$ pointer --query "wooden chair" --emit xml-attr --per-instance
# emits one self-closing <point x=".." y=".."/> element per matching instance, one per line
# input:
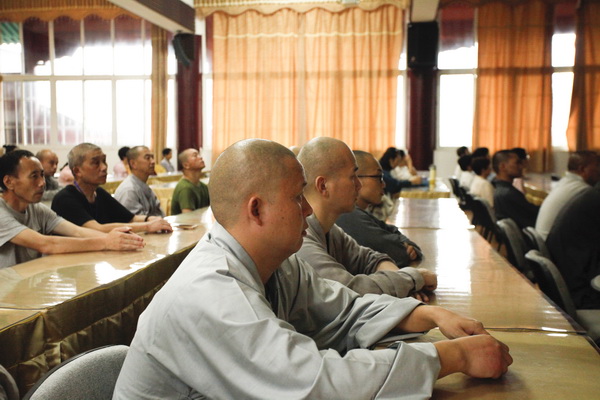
<point x="554" y="286"/>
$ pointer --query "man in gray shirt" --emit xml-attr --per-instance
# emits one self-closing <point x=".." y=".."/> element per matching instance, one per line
<point x="332" y="190"/>
<point x="243" y="318"/>
<point x="49" y="161"/>
<point x="583" y="173"/>
<point x="28" y="229"/>
<point x="134" y="193"/>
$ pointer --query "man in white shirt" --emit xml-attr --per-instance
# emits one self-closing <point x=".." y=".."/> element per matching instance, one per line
<point x="583" y="173"/>
<point x="29" y="229"/>
<point x="467" y="175"/>
<point x="134" y="193"/>
<point x="332" y="190"/>
<point x="481" y="187"/>
<point x="243" y="318"/>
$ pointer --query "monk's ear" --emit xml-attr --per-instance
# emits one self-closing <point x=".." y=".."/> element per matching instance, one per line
<point x="321" y="185"/>
<point x="7" y="180"/>
<point x="254" y="209"/>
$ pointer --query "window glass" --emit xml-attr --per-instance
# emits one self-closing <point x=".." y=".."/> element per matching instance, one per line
<point x="97" y="110"/>
<point x="69" y="109"/>
<point x="129" y="49"/>
<point x="563" y="49"/>
<point x="401" y="114"/>
<point x="68" y="54"/>
<point x="37" y="47"/>
<point x="12" y="107"/>
<point x="171" y="115"/>
<point x="10" y="48"/>
<point x="97" y="50"/>
<point x="148" y="49"/>
<point x="130" y="112"/>
<point x="456" y="105"/>
<point x="457" y="48"/>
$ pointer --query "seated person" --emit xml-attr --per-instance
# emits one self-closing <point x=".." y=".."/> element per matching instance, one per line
<point x="461" y="151"/>
<point x="369" y="231"/>
<point x="388" y="161"/>
<point x="508" y="201"/>
<point x="134" y="193"/>
<point x="86" y="204"/>
<point x="166" y="161"/>
<point x="49" y="161"/>
<point x="405" y="169"/>
<point x="467" y="175"/>
<point x="65" y="176"/>
<point x="190" y="194"/>
<point x="121" y="170"/>
<point x="331" y="191"/>
<point x="28" y="229"/>
<point x="583" y="172"/>
<point x="573" y="244"/>
<point x="242" y="317"/>
<point x="481" y="187"/>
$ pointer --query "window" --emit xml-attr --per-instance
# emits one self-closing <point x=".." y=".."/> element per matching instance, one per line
<point x="67" y="82"/>
<point x="457" y="60"/>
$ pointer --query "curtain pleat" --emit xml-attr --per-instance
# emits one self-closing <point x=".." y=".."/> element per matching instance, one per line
<point x="159" y="91"/>
<point x="292" y="76"/>
<point x="514" y="82"/>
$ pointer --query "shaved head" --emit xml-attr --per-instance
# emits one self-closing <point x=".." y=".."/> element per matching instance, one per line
<point x="246" y="168"/>
<point x="323" y="156"/>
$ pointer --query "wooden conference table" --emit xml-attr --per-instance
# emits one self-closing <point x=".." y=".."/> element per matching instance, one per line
<point x="59" y="306"/>
<point x="552" y="357"/>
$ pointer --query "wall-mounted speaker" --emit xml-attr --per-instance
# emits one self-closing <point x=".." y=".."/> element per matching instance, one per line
<point x="422" y="45"/>
<point x="184" y="45"/>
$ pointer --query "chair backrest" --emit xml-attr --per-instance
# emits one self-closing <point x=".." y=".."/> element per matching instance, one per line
<point x="8" y="387"/>
<point x="484" y="217"/>
<point x="536" y="241"/>
<point x="91" y="375"/>
<point x="550" y="281"/>
<point x="516" y="247"/>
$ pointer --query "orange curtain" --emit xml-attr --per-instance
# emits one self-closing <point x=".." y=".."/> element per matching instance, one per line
<point x="583" y="132"/>
<point x="514" y="98"/>
<point x="291" y="76"/>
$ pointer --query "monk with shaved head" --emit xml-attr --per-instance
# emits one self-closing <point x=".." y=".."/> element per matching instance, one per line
<point x="244" y="318"/>
<point x="49" y="161"/>
<point x="190" y="194"/>
<point x="332" y="190"/>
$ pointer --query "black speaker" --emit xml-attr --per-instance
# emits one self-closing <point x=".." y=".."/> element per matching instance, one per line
<point x="422" y="45"/>
<point x="184" y="45"/>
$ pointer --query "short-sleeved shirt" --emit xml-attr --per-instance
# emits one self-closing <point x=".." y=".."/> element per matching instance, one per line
<point x="190" y="196"/>
<point x="37" y="217"/>
<point x="72" y="205"/>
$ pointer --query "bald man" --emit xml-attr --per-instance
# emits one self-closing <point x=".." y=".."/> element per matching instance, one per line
<point x="134" y="193"/>
<point x="332" y="190"/>
<point x="365" y="228"/>
<point x="49" y="161"/>
<point x="244" y="318"/>
<point x="190" y="194"/>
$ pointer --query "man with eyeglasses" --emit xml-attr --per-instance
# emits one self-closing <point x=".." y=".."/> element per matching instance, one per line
<point x="332" y="190"/>
<point x="369" y="231"/>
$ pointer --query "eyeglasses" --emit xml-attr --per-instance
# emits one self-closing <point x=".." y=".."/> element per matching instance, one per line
<point x="379" y="177"/>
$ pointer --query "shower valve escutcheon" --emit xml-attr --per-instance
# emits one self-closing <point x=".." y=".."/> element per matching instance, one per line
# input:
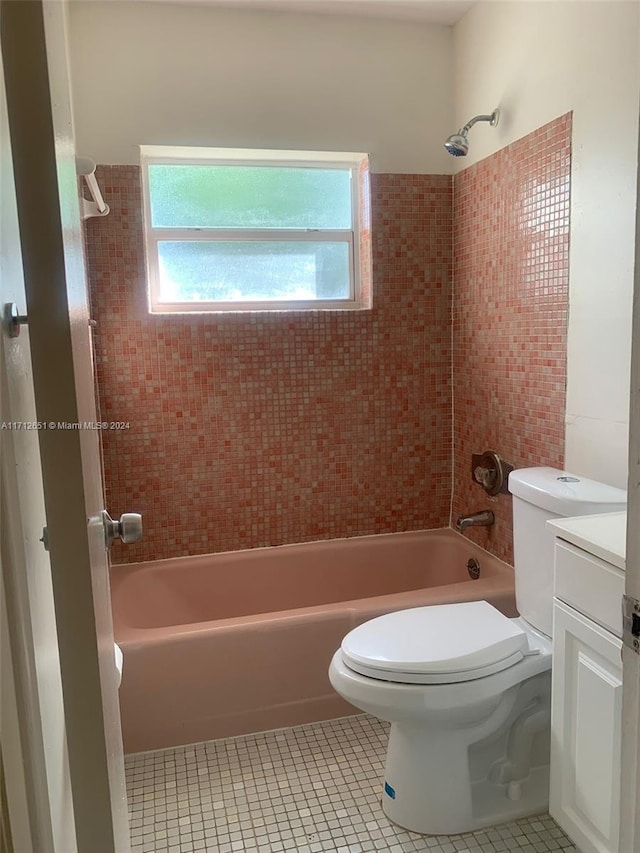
<point x="128" y="528"/>
<point x="491" y="472"/>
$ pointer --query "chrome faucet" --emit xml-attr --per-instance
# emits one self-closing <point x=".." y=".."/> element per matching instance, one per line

•••••

## [Work required]
The result should be an exact retyped version of all the entries above, containing no pictures.

## [Answer area]
$ pointer --query "wooden chair" --emit xml-attr --per-instance
# emits one self-closing <point x=".." y=".."/> element per matching instance, one per line
# input:
<point x="554" y="286"/>
$ pointer --query "man in gray shirt" --emit xml-attr --per-instance
# emits one self-closing <point x=".." y=".."/> element per matching instance, one per line
<point x="332" y="190"/>
<point x="243" y="318"/>
<point x="49" y="161"/>
<point x="583" y="173"/>
<point x="28" y="229"/>
<point x="134" y="193"/>
$ pointer --query "man in white shirt" --emit xml-attr --per-instance
# emits one self-closing <point x=".." y=".."/> element per matching instance, one per line
<point x="583" y="173"/>
<point x="29" y="229"/>
<point x="467" y="175"/>
<point x="134" y="193"/>
<point x="332" y="190"/>
<point x="481" y="187"/>
<point x="243" y="318"/>
$ pointer --query "monk's ear" --emit xml-attr --per-instance
# emits one self-closing <point x=".." y=".."/> element per matching instance, one per line
<point x="321" y="185"/>
<point x="7" y="180"/>
<point x="254" y="209"/>
$ pointer --query "window glass" --emit xml-attr --per-instance
# emits one self-closing <point x=".." y=".."/> element per matching instance, one per line
<point x="97" y="110"/>
<point x="69" y="109"/>
<point x="129" y="49"/>
<point x="563" y="49"/>
<point x="401" y="114"/>
<point x="68" y="54"/>
<point x="37" y="47"/>
<point x="12" y="107"/>
<point x="171" y="115"/>
<point x="10" y="48"/>
<point x="97" y="50"/>
<point x="148" y="49"/>
<point x="130" y="112"/>
<point x="456" y="105"/>
<point x="457" y="48"/>
$ pointer --query "seated person" --emit xml-attr --per-instance
# emits one self-closing <point x=".." y=".."/> element per matching instance, one per line
<point x="461" y="151"/>
<point x="369" y="231"/>
<point x="388" y="161"/>
<point x="508" y="201"/>
<point x="134" y="193"/>
<point x="86" y="204"/>
<point x="166" y="161"/>
<point x="49" y="161"/>
<point x="405" y="169"/>
<point x="467" y="175"/>
<point x="65" y="176"/>
<point x="190" y="194"/>
<point x="121" y="170"/>
<point x="331" y="191"/>
<point x="28" y="229"/>
<point x="583" y="172"/>
<point x="573" y="244"/>
<point x="242" y="317"/>
<point x="481" y="187"/>
$ pointer --query "window" --emit xml-attr --per-instance
# emits one self-closing <point x=".." y=".."/> element per matching instance, one per line
<point x="67" y="82"/>
<point x="457" y="60"/>
$ pointer --query "curtain pleat" --emit xml-attr --per-instance
# emits one self-closing <point x=".." y=".."/> element per matching instance, one per line
<point x="159" y="91"/>
<point x="292" y="76"/>
<point x="514" y="82"/>
$ pointer --query "shaved head" --emit xml-attr --per-instance
# emits one self-closing <point x=".." y=".."/> element per matching instance, one per line
<point x="246" y="168"/>
<point x="323" y="156"/>
$ pointer --query "wooden conference table" --emit xml-attr --per-instance
# emits one self-closing <point x=".." y=".."/> element per matching instance, one per line
<point x="59" y="306"/>
<point x="552" y="357"/>
$ pointer --query "wall-mounted speaker" --emit xml-attr --per-instance
# emits one self-closing <point x=".." y=".."/> element per matching instance, one per line
<point x="422" y="45"/>
<point x="184" y="45"/>
$ pointer --query "chair backrest" --emit xml-attr --per-instance
# emits one self-closing <point x=".." y=".."/> element per matching instance, one per line
<point x="8" y="387"/>
<point x="484" y="217"/>
<point x="536" y="241"/>
<point x="91" y="375"/>
<point x="550" y="281"/>
<point x="516" y="247"/>
$ pointer --query "orange curtain" --emit xml-attr --per-instance
# emits one self-closing <point x=".." y=".."/> element per matching instance, one per line
<point x="583" y="132"/>
<point x="514" y="98"/>
<point x="291" y="76"/>
$ pointer --query "monk with shaved head" --emit xml-attr --per-instance
# emits one self-closing <point x=".." y=".."/> element per matching instance, one per line
<point x="244" y="318"/>
<point x="49" y="161"/>
<point x="190" y="194"/>
<point x="332" y="190"/>
$ pointer --query "black speaker" --emit xml-attr --per-instance
# emits one self-closing <point x=".." y=".."/> element per matching instance, one per line
<point x="422" y="45"/>
<point x="184" y="45"/>
$ pointer --query "short-sleeved shirt" --emit xml-attr --per-instance
# emits one self-closing <point x=".." y=".."/> element per matching instance, one per line
<point x="190" y="196"/>
<point x="37" y="217"/>
<point x="72" y="205"/>
$ pointer --query "bald man" --emit xml-attr --per-instance
# emits one self-closing <point x=".." y=".."/> element per matching instance, one per line
<point x="134" y="193"/>
<point x="332" y="190"/>
<point x="365" y="228"/>
<point x="49" y="161"/>
<point x="244" y="318"/>
<point x="190" y="194"/>
$ pointer --query "man with eyeglasses" --emit xml-attr --per-instance
# emits one self-closing <point x=".." y=".."/> element per matching instance, one per line
<point x="332" y="190"/>
<point x="369" y="231"/>
$ pointer --query "eyeglasses" --emit xml-attr --per-instance
# emits one self-closing <point x=".." y=".."/> element per matching instance, one per line
<point x="379" y="177"/>
$ pointer --query "shower valve escutcheon" --emit xml-attr --per-instance
# emits one self-closing <point x=".." y=".."/> element per matching instance, one per line
# input:
<point x="128" y="528"/>
<point x="491" y="472"/>
$ pointer --query "chrome faucet" --emit xml-attr --per-instance
# emits one self-closing <point x=".." y=".."/> element per matching instance, one per line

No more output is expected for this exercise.